(RECORDS)
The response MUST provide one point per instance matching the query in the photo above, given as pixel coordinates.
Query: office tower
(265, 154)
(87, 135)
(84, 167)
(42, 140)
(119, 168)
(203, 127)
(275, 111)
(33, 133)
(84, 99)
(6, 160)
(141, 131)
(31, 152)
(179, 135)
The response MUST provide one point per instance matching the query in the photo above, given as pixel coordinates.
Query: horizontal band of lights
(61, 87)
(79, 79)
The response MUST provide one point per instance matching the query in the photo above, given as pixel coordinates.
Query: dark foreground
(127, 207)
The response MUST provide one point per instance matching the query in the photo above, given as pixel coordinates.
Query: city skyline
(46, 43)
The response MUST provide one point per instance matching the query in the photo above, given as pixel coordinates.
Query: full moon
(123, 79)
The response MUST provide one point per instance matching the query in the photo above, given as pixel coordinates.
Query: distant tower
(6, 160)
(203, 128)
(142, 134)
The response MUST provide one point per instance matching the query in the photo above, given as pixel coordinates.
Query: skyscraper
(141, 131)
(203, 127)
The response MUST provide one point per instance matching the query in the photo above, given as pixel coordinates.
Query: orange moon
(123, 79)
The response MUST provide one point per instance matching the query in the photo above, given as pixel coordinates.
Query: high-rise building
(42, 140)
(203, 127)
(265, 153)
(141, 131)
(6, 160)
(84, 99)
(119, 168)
...
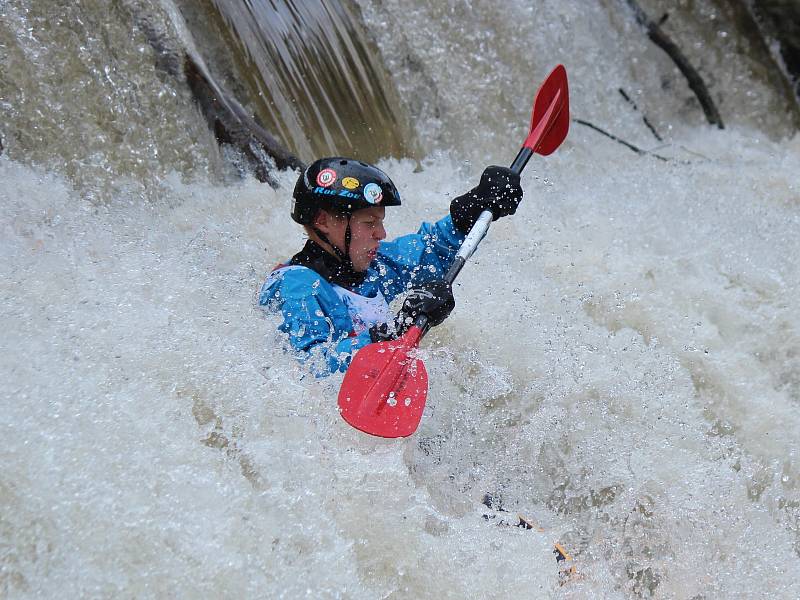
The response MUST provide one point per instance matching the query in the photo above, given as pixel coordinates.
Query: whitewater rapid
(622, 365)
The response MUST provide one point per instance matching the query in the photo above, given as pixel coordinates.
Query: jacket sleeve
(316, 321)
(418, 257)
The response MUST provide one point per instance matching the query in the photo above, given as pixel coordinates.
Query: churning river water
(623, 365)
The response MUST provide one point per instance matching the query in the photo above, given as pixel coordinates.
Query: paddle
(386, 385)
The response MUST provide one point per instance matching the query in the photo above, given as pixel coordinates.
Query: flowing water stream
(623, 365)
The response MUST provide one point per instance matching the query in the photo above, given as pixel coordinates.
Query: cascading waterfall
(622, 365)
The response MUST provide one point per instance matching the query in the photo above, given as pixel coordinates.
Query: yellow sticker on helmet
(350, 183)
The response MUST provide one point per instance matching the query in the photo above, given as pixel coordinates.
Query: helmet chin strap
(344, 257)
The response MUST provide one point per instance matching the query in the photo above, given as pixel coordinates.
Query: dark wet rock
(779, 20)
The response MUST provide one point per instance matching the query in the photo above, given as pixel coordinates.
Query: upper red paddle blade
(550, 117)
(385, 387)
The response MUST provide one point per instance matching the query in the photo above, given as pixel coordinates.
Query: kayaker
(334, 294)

(WRITTEN TASK) Find each line in the rows above that contains the string "helmet" and copy it out in full. Matching is case-sensitive.

(COMPLETE OUTPUT)
Query: yellow sticker on helmet
Query: helmet chin strap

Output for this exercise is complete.